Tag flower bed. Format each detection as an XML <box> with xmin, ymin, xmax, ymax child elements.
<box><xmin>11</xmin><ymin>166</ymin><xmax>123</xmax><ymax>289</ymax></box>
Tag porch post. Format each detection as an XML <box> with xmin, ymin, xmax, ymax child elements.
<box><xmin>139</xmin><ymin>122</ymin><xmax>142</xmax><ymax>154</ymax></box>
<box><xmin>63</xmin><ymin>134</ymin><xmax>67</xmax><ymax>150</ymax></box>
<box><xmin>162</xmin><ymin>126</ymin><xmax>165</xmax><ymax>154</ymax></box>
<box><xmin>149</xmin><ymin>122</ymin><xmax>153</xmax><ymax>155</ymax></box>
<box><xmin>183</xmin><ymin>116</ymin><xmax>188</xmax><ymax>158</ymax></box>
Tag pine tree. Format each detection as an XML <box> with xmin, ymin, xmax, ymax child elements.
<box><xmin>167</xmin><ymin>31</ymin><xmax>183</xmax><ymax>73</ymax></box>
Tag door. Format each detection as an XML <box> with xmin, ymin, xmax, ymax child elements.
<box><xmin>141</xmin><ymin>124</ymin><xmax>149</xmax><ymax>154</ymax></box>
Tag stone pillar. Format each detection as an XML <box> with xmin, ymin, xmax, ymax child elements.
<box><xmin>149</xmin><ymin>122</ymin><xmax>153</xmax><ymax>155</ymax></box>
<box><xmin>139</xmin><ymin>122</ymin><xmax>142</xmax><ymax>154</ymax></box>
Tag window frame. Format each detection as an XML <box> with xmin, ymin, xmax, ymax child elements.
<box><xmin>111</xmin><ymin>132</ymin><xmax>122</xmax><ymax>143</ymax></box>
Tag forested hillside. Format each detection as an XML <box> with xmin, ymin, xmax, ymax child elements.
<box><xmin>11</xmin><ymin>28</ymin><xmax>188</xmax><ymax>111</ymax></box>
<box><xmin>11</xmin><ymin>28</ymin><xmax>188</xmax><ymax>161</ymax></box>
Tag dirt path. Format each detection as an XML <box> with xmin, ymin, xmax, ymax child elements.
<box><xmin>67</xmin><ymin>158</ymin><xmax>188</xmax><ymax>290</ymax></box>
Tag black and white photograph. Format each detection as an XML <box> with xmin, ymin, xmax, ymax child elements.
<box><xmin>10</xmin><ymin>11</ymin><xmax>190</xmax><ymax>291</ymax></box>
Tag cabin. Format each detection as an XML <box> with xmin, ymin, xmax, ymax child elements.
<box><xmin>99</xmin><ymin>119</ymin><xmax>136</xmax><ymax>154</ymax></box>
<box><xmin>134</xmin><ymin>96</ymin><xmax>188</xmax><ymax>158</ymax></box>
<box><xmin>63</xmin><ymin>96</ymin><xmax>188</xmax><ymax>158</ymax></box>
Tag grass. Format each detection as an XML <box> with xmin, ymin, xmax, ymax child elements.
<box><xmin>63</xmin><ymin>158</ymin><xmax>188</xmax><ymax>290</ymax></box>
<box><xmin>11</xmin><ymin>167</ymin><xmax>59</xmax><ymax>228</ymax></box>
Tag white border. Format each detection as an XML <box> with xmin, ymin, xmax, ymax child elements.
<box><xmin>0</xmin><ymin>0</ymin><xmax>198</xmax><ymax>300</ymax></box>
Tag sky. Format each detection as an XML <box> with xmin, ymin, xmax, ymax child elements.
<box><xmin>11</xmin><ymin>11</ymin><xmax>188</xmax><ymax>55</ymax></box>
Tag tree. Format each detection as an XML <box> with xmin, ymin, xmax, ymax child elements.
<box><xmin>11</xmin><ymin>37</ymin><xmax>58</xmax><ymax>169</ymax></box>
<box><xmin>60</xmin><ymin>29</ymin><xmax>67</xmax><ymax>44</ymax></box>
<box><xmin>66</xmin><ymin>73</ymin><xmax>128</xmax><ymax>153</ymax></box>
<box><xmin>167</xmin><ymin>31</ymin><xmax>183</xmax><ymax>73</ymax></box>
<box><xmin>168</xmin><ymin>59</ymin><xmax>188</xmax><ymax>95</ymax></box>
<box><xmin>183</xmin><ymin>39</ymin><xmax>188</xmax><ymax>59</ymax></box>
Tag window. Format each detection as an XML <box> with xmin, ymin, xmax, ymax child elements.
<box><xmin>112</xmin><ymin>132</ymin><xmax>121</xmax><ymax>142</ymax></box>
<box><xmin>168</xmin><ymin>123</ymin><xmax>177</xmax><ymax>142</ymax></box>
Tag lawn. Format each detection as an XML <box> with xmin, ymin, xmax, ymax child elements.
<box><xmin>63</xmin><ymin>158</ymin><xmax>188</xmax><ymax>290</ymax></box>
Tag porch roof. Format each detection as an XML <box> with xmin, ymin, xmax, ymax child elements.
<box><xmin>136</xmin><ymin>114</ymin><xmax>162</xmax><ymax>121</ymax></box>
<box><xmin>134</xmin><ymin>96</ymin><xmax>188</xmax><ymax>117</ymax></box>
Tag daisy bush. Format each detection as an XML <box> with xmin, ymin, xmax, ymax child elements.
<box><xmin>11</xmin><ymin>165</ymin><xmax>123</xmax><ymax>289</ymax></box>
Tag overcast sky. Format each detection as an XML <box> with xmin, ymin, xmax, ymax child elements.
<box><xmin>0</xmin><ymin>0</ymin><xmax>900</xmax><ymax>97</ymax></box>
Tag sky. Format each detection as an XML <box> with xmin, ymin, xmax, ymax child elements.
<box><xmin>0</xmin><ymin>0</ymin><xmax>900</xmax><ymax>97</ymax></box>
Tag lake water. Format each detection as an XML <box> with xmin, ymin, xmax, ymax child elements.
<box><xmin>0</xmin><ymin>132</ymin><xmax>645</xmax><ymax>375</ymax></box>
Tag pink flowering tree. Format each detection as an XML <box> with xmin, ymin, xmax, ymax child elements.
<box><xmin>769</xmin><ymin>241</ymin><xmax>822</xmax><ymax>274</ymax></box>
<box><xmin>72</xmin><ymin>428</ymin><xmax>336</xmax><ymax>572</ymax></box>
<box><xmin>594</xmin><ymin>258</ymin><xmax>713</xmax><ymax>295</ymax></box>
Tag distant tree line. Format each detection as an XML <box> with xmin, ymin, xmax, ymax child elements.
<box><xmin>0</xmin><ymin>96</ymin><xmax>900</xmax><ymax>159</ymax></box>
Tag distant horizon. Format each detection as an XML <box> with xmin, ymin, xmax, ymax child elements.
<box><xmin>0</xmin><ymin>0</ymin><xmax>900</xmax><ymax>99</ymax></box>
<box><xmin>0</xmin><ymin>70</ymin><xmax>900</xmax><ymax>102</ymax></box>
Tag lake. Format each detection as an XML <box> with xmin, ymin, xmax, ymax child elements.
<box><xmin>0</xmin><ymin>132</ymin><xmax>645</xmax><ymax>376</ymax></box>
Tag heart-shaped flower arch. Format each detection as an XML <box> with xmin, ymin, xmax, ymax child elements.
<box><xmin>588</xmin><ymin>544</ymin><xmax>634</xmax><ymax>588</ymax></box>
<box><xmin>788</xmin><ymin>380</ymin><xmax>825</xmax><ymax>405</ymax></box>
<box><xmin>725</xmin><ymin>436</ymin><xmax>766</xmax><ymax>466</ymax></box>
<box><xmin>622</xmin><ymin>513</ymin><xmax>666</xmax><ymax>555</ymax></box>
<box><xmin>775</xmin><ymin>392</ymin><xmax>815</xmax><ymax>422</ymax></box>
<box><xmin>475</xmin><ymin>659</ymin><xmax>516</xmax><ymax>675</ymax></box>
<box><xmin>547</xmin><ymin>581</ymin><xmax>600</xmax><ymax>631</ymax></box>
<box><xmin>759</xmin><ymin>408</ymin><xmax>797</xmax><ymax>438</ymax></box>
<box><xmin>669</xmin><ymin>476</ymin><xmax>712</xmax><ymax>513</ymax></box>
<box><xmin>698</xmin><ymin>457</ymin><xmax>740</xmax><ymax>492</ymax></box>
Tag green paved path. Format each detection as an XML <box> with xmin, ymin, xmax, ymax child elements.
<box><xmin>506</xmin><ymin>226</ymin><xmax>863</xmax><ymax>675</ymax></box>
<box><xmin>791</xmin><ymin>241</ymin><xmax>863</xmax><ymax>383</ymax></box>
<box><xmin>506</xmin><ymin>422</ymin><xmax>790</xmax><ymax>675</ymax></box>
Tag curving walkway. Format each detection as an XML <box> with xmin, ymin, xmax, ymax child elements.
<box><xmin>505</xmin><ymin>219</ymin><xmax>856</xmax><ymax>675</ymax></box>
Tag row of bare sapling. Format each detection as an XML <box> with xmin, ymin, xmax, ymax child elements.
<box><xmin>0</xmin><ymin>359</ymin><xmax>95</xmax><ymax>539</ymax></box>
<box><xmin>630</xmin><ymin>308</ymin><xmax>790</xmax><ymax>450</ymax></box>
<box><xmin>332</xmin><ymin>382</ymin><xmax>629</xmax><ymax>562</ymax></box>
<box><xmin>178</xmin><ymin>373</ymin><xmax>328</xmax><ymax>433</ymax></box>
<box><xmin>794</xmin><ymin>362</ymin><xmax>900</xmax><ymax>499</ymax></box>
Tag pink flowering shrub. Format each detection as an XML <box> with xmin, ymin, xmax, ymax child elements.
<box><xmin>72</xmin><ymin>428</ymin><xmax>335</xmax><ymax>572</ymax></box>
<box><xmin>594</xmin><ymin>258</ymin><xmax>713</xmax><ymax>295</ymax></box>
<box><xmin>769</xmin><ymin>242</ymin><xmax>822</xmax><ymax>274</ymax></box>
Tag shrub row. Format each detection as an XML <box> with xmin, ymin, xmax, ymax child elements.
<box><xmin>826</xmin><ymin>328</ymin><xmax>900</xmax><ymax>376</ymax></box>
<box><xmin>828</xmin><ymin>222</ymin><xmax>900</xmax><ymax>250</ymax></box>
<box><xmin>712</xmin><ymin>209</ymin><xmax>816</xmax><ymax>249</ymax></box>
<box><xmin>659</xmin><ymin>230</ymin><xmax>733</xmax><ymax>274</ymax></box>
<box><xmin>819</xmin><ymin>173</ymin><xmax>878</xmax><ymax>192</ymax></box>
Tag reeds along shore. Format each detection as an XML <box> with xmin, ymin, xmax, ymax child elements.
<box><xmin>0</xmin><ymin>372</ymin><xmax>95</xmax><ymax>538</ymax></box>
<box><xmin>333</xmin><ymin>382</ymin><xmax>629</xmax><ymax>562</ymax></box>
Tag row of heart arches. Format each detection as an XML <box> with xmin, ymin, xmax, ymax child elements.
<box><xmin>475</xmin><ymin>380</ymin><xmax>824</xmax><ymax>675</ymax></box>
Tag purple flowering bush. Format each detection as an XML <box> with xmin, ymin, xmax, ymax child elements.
..........
◆ To do ◆
Set down only these lines, exactly: the line containing "Tag curving walkway." and each line after it, through the end of the listing.

◆ Solution ◆
Tag curving walkway. Format each detection as an XML <box> with xmin, ymin, xmax, ymax child elements.
<box><xmin>505</xmin><ymin>219</ymin><xmax>856</xmax><ymax>675</ymax></box>
Tag row of bare sapling. Format each detection as an XML <box> with xmin, ymin, xmax, ymax child elements.
<box><xmin>0</xmin><ymin>359</ymin><xmax>95</xmax><ymax>539</ymax></box>
<box><xmin>630</xmin><ymin>308</ymin><xmax>790</xmax><ymax>450</ymax></box>
<box><xmin>332</xmin><ymin>382</ymin><xmax>629</xmax><ymax>562</ymax></box>
<box><xmin>178</xmin><ymin>373</ymin><xmax>328</xmax><ymax>433</ymax></box>
<box><xmin>794</xmin><ymin>362</ymin><xmax>900</xmax><ymax>499</ymax></box>
Tag pink flowering shrub. Format each detection as an XML <box> with xmin, ymin, xmax, ymax child elements.
<box><xmin>72</xmin><ymin>428</ymin><xmax>335</xmax><ymax>572</ymax></box>
<box><xmin>594</xmin><ymin>258</ymin><xmax>713</xmax><ymax>295</ymax></box>
<box><xmin>769</xmin><ymin>242</ymin><xmax>822</xmax><ymax>274</ymax></box>
Tag shrub row. Format each detection as an XML <box> with xmin, ymin, xmax, ymax child elements.
<box><xmin>826</xmin><ymin>328</ymin><xmax>900</xmax><ymax>376</ymax></box>
<box><xmin>828</xmin><ymin>222</ymin><xmax>900</xmax><ymax>250</ymax></box>
<box><xmin>712</xmin><ymin>209</ymin><xmax>816</xmax><ymax>249</ymax></box>
<box><xmin>659</xmin><ymin>230</ymin><xmax>733</xmax><ymax>274</ymax></box>
<box><xmin>819</xmin><ymin>173</ymin><xmax>878</xmax><ymax>192</ymax></box>
Tag reeds along shore. Format each detection as an XML <box> with xmin, ymin, xmax, ymax child elements.
<box><xmin>0</xmin><ymin>372</ymin><xmax>95</xmax><ymax>538</ymax></box>
<box><xmin>333</xmin><ymin>382</ymin><xmax>629</xmax><ymax>562</ymax></box>
Tag row of heart arches. Format each detection as an XML <box> with xmin, ymin, xmax, ymax child elements.
<box><xmin>475</xmin><ymin>380</ymin><xmax>824</xmax><ymax>675</ymax></box>
Tag purple flowering bush. Format each detection as an XML <box> with xmin, ymin, xmax, ymax child elements.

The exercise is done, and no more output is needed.